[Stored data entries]
=== Begin Enclosure ===

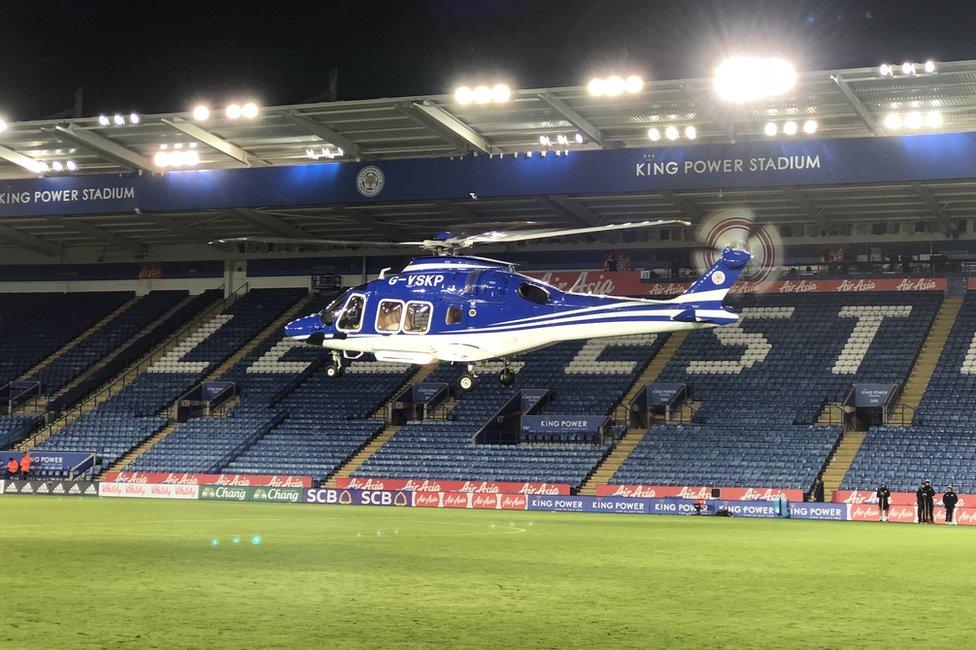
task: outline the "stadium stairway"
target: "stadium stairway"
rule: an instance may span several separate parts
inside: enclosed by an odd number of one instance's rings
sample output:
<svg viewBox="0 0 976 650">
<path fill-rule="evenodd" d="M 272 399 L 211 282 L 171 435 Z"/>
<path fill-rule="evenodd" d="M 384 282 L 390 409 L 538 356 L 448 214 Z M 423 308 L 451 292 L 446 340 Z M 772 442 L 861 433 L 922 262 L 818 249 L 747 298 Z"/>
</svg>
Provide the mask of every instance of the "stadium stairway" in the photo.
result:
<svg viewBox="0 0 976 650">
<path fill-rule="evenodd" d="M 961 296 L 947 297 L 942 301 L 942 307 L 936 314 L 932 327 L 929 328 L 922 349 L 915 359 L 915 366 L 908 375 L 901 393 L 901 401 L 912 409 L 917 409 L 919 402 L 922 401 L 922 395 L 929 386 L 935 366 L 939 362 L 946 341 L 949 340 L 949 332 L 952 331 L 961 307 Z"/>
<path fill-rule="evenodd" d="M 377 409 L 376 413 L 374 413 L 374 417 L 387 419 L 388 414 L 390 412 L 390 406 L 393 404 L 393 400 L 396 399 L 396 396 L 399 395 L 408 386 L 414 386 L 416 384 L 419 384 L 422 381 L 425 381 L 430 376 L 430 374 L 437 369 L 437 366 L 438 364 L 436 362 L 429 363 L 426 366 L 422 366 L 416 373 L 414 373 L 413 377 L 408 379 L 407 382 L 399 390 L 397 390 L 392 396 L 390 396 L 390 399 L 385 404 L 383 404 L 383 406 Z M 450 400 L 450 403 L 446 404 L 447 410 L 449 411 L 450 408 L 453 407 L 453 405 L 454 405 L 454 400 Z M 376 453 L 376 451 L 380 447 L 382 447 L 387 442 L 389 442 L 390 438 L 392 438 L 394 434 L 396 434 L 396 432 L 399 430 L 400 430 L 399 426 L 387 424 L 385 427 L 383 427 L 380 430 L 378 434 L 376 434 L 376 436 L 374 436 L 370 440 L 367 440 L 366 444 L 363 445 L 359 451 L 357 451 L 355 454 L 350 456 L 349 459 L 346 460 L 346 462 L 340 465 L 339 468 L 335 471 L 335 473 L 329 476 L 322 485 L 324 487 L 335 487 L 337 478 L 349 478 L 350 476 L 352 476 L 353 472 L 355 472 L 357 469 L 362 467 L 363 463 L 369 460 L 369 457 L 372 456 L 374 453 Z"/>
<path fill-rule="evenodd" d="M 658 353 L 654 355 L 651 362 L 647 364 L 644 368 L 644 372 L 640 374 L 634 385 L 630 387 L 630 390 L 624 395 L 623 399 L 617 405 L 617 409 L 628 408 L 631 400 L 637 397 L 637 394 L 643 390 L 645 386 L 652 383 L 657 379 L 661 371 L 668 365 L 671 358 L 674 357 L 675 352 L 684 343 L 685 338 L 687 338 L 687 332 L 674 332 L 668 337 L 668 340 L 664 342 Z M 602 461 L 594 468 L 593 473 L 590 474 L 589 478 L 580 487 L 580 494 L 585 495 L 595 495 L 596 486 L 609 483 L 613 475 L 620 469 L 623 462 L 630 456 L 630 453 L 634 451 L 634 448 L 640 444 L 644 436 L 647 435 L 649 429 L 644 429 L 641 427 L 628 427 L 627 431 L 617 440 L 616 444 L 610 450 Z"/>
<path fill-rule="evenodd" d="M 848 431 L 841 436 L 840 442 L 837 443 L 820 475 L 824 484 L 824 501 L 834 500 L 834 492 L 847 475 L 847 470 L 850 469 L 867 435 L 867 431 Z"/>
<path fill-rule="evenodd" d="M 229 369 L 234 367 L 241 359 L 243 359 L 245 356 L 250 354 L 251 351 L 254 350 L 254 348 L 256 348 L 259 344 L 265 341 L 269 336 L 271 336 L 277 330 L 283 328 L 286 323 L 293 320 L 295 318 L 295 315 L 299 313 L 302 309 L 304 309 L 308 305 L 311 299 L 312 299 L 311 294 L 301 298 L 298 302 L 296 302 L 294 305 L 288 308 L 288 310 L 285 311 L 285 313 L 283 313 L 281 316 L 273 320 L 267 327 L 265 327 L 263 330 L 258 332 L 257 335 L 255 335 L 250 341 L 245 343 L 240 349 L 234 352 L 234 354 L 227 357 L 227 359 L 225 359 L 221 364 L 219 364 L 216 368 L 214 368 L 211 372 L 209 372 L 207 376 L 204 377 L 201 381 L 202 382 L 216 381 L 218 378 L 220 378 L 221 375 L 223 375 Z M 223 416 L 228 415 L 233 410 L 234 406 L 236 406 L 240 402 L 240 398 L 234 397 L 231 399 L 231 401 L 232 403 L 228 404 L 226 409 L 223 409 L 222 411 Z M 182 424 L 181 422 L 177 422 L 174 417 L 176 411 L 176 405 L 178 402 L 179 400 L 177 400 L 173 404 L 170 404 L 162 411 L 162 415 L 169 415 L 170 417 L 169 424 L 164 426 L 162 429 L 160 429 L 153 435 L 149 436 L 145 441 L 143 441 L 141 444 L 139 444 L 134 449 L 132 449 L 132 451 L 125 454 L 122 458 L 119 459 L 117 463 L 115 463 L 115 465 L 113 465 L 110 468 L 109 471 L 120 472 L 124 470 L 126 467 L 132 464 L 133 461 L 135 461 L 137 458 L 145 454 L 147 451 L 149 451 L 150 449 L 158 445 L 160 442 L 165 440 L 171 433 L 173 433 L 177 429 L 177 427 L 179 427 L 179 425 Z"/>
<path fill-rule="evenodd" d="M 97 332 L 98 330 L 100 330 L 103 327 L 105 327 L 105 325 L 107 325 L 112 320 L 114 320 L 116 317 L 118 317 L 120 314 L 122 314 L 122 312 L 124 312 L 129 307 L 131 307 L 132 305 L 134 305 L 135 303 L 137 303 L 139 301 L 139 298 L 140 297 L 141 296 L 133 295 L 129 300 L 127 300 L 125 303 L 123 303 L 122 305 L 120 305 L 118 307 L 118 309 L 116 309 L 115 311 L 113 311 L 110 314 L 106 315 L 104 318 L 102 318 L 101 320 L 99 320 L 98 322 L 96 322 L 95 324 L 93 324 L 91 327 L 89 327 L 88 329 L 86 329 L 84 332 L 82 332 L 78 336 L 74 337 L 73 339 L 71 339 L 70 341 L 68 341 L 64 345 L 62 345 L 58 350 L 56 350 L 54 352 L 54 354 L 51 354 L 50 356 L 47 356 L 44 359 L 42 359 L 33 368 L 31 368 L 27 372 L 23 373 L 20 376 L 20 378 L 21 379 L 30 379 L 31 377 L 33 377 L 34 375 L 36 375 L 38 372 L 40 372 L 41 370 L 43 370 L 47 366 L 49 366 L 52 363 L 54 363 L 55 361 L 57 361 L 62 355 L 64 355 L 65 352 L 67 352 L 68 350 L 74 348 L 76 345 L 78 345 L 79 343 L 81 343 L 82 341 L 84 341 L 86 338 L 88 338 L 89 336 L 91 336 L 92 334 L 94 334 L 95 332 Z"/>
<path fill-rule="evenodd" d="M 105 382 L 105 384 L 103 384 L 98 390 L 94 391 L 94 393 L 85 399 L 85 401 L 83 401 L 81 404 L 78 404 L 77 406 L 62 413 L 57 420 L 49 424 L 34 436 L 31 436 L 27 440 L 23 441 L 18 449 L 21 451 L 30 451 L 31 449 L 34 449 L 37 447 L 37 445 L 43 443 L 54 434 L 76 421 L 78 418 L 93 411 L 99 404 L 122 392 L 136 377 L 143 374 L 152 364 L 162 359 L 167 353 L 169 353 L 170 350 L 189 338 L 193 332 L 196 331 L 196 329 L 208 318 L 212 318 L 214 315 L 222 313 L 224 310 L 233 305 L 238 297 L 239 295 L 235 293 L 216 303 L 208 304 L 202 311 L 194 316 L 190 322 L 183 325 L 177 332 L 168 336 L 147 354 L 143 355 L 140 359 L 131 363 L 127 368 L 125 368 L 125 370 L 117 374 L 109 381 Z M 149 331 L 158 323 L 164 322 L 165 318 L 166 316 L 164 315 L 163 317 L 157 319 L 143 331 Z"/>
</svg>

=== End Enclosure ===

• Exercise objective: Each line in the records that carries "stairway" must be copied out.

• Your response:
task: outline the "stadium stairway"
target: "stadium stairway"
Provide the mask of every instance of the "stadium stairway" in the photo.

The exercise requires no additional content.